··· Selected extract ···
Cinnamon is best identified as a spice, sprinkled on pancakes and smoothies. However, throughout history, extracts from the bark of the cinnamon tree have been used for its medicinal benefits.
Basically, there are two types of cinnamon:
- Cinnamomum verum (Ceylon cinnamon), is most commonly known as true cinnamon;
- Cinnamomum aromaticum (Cassia cinnamon or Chinese cinnamon), originates from southern China.
Both have similar properties.
Cinnamon's distinctive healing abilities come from varying types of components in the essential oils that are found in its bark.
Cinnamon has been well studied for its effects on blood platelets. One of the components of cinnamon, cinnldehyde, is said to be responsible for potentially preventing unwanted clumping of blood platelets.
Cinnamon can also be put in the category of an anti-inflammatory food because of its ability to lower the release of the inflammatory acid called arachidonic acid.
Research has found that cinnamon has antiseptic properties.
The antimicrobial properties are found to be so effective that they can be used as a replacement to more traditional preservatives.
Blood Sugar Control
Cinnamon can support healthy blood sugar levels. Research shows that cinnamon decreases the rate of movement of food from the stomach to the small intestines. This may explain the lowered blood sugar levels after eating.
A study showed that when rice pudding was sprinkled with 6 grams of cinnamon, the stomach emptying rate lowered thus lowering the blood sugar levels after eating.
A study published in the December 2003 issue of Diabetes Care found those with type 2 diabetes, consuming as little as 1 gram of cinnamon per day were found to have a reduction in blood sugar, triglycerides, LDL (bad) cholesterol, and total cholesterol.
Cinnamon is well known for its antioxidant properties.
Cinnamon's Scent Boosts Brain Function
A study led by Dr P Zoladz and presented in april 2004, found that chewing cinnamon flavoured chewing gum or just smelling the potent cinnamon aroma improved the study's participants cognitive processing.
··· Supplied information ···
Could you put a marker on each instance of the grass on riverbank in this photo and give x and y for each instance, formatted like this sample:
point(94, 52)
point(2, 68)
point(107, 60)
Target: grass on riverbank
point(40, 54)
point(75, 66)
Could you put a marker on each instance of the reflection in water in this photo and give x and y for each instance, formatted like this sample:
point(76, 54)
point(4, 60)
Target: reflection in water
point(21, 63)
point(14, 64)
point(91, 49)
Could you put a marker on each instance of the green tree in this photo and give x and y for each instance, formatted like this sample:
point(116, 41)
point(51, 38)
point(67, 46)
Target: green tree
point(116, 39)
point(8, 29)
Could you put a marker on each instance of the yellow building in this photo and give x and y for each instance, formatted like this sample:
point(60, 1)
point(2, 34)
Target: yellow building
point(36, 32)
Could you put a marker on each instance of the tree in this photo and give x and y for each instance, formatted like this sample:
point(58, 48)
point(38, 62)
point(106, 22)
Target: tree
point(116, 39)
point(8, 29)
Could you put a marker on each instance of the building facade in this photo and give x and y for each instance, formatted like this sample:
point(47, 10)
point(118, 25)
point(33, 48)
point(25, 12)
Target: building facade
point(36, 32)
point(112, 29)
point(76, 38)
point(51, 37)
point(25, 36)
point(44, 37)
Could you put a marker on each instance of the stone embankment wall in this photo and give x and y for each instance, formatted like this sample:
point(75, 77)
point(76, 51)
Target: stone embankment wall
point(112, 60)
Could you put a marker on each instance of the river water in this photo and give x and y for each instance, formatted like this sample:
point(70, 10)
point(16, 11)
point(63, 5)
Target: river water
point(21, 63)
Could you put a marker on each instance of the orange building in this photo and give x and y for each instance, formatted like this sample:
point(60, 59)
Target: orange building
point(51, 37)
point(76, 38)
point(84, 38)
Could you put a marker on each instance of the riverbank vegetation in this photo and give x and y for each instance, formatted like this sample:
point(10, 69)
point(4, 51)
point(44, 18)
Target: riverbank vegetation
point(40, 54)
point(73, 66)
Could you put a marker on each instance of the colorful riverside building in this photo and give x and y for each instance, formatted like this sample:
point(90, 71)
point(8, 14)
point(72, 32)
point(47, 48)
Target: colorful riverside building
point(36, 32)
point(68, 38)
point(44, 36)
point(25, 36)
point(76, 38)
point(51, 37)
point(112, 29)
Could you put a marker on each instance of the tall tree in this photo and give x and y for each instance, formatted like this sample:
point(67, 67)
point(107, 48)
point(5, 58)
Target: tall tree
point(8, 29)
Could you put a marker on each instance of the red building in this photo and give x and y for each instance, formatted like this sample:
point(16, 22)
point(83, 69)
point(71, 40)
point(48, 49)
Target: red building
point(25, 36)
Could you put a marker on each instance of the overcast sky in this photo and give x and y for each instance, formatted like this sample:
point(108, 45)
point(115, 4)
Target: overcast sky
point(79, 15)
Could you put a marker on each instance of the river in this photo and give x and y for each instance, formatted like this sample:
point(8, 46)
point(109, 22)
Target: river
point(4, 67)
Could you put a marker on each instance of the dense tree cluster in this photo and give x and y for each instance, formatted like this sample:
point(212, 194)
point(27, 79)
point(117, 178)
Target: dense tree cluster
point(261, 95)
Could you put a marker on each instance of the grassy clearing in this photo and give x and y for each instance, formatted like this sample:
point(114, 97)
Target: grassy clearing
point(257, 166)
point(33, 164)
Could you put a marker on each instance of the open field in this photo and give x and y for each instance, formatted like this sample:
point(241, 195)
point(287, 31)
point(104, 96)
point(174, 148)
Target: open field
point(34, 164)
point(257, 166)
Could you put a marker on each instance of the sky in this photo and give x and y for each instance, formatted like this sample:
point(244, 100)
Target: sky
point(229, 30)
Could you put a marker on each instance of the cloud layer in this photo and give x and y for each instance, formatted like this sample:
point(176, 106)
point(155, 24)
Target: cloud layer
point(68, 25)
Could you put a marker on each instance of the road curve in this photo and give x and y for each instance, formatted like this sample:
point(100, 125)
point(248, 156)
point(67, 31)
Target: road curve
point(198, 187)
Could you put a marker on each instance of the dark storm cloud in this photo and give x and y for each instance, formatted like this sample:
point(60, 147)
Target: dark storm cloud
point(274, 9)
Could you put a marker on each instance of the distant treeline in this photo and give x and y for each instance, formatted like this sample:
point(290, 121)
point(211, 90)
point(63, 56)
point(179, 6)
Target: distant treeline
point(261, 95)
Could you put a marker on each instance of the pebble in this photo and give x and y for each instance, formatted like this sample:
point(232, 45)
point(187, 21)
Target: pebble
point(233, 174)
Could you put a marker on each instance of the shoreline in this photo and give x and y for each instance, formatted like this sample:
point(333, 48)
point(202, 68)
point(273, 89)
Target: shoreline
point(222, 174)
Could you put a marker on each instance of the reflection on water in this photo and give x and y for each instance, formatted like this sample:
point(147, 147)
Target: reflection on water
···
Set of tasks:
A – According to the cinnamon text, where does Cassia cinnamon originate?
B – Please retype the cinnamon text between "Cinnamon is best" and "its medicinal benefits.", inclusive.

Solution list:
A – Southern China.

B –
Cinnamon is best identified as a spice, sprinkled on pancakes and smoothies. However, throughout history, extracts from the bark of the cinnamon tree have been used for its medicinal benefits.